Yeşil Yol, The Green Mile

Oyuncular; Tom Hanks, Michael Clarke Duncan, David Morse
Yönetmen; Frank Darabont
Tür; Suç, Gizem, Fantastik, Dram

Konusu; Film, idam mahkumlarının öldürülmeden önce tutulduğu bir hapishanede çalışan Paul Edgecomb isminde bir gardiyanın yaşadığı acı dolu ve sıra dışı olayları konu almaktadır.

Özeti; Paul, 108 yaşına geldiğinde bir huzur evindedir ve geçmişine ait gardiyanlık mesleği ile ilgili anılarını, huzur evindeki bir arkadaşına anlatmaktadır. Paul, 44 yaşlarında iken evli, bir oğlu olan ve idam mahkumları için hazırlanmış bir hapishanede gardiyanlık görevi yapan iyi bir insandır. Ve kendisi ile birlikte çalışan yakın dostları Brutai, Dean ve Harry vardır. Aynı zamanda aralarında içi nefret dolu olan ve kendisi ile hiç anlaşamadığı Percy isminde, hapishaneye yeni gelmiş bir gardiyan daha vardır.





İçeride ise idam sırasını bekleyen Eduard ve Arlen isminde iki tanede mahkum vardır. Gardiyanlar idam zamanı gelen mahkumları hazırlayıp, yeşil yol dedikleri bu alanda elektrikli sandalyeye oturtarak hayatlarını sonlandırmaktadırlar.

Bir çok idam cezasını uygulamış bu gardiyanlar, Percy dışında, mahkumlara oldukça iyi ve nazik davranmaktadırlar. Ancak Percy, içindeki korku ve nefret yüzünden, mahkumlara sert davranmakta, sürekli hapishanenin içinde huzursuzluk çıkarmaktadır.

Bu sırada mahkumlardan Arlen'in idam zamanı gelir ve sandalyeye oturtularak, karşısında kendisinden davacı olan insanlar ve onların yakınları varken hayatına son verilir. Bu olaydan sonra hapishaneye John Coffey isminde, çok iri yapılı bir zenci mahkum gelir. Suçu iki küçük kıza tecavüz edip öldürmek olduğu sanılmaktadır ve kızların cesetlerini John'nun yanında gördükleri için O'nu katil olarak sayarlar ve idam cezası verirler. Ancak durum hiçte sanıldığı gibi değildir. Aynı zamanda gardiyanlardan Paul, idrar yollarındaki iltihap yüzünden tuvalet ihtiyacını giderememektedir ve çok acılar çekmektedir. Doktorlar sadece ilaç tedavisi uygulamakta ve bu tedavi işe yaramamaktadır.

Alıştırma Tanımı: Yeşil Yol filmini anlatan metinde "Özeti; Paul, 108 yaşına" ifadesini içeren sözlerle açılıp "gardiyan daha vardır." ile kapanan bölümü kelimesi kelimesine aktarın.

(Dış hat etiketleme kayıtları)

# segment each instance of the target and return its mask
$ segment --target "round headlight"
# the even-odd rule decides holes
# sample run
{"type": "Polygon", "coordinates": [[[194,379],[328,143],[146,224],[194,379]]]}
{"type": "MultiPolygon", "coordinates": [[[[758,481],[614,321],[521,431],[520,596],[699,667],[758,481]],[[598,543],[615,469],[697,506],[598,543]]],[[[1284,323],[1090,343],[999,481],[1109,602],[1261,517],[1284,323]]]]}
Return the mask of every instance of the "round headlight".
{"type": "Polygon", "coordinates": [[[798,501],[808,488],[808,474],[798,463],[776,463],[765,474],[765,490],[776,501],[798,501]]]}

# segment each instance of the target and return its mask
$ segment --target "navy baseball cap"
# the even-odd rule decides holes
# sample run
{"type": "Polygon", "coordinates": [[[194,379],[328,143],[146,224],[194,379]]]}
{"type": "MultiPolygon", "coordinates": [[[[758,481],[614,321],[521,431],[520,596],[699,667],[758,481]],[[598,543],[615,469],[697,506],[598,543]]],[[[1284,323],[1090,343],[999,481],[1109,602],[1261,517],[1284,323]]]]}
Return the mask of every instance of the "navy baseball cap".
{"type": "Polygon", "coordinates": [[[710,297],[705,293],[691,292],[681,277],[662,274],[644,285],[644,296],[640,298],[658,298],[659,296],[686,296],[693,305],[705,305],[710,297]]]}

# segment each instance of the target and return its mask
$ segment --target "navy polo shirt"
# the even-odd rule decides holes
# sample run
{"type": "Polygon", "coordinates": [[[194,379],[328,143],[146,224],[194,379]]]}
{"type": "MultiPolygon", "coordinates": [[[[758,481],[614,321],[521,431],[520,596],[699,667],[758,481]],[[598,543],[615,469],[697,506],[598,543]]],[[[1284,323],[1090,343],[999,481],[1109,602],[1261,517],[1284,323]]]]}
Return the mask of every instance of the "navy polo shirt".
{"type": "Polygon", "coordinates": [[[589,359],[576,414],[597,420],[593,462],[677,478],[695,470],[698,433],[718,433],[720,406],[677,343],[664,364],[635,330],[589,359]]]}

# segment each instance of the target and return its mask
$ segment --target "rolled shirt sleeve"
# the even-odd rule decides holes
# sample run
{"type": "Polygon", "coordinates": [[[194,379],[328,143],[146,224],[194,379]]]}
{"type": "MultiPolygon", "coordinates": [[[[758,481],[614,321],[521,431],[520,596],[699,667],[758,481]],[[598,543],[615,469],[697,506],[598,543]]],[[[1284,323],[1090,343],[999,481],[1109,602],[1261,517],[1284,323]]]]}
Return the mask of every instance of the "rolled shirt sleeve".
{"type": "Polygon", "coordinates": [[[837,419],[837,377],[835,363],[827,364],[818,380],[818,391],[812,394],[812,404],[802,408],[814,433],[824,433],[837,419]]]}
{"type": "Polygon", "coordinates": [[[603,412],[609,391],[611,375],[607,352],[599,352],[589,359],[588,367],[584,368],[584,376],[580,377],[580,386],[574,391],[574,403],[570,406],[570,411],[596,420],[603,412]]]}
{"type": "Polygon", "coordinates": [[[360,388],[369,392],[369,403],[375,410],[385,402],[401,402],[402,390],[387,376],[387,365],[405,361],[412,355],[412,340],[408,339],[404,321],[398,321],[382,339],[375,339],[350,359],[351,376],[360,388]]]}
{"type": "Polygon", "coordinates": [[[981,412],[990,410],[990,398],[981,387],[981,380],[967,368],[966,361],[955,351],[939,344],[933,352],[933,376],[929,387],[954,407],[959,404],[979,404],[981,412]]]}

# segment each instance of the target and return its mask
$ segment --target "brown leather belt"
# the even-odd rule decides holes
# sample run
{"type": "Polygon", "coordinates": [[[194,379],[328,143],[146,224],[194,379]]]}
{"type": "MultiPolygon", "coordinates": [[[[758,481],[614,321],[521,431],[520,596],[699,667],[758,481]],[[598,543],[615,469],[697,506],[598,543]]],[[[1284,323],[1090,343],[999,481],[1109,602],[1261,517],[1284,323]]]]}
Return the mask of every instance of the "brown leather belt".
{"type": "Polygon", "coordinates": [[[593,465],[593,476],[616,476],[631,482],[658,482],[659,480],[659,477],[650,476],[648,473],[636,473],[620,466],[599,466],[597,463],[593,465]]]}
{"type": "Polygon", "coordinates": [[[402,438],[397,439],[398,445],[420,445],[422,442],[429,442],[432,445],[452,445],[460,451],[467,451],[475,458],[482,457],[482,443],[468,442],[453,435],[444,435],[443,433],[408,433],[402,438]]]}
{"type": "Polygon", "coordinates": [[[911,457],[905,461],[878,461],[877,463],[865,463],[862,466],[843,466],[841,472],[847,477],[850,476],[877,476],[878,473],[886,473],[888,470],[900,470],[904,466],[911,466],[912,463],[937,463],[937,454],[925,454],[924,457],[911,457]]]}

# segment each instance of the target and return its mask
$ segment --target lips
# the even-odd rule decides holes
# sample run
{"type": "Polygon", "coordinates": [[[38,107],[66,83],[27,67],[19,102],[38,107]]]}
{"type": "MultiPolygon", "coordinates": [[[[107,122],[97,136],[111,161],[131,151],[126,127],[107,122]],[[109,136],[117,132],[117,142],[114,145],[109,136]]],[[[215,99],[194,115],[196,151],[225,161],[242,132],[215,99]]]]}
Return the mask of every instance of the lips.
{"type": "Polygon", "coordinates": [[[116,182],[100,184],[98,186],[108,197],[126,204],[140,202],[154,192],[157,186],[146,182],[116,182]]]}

Eksiksiz Yanıt:
Özeti; Paul, 108 yaşına geldiğinde bir huzur evindedir ve geçmişine ait gardiyanlık mesleği ile ilgili anılarını, huzur evindeki bir arkadaşına anlatmaktadır. Paul, 44 yaşlarında iken evli, bir oğlu olan ve idam mahkumları için hazırlanmış bir hapishanede gardiyanlık görevi yapan iyi bir insandır. Ve kendisi ile birlikte çalışan yakın dostları Brutai, Dean ve Harry vardır. Aynı zamanda aralarında içi nefret dolu olan ve kendisi ile hiç anlaşamadığı Percy isminde, hapishaneye yeni gelmiş bir gardiyan daha vardır.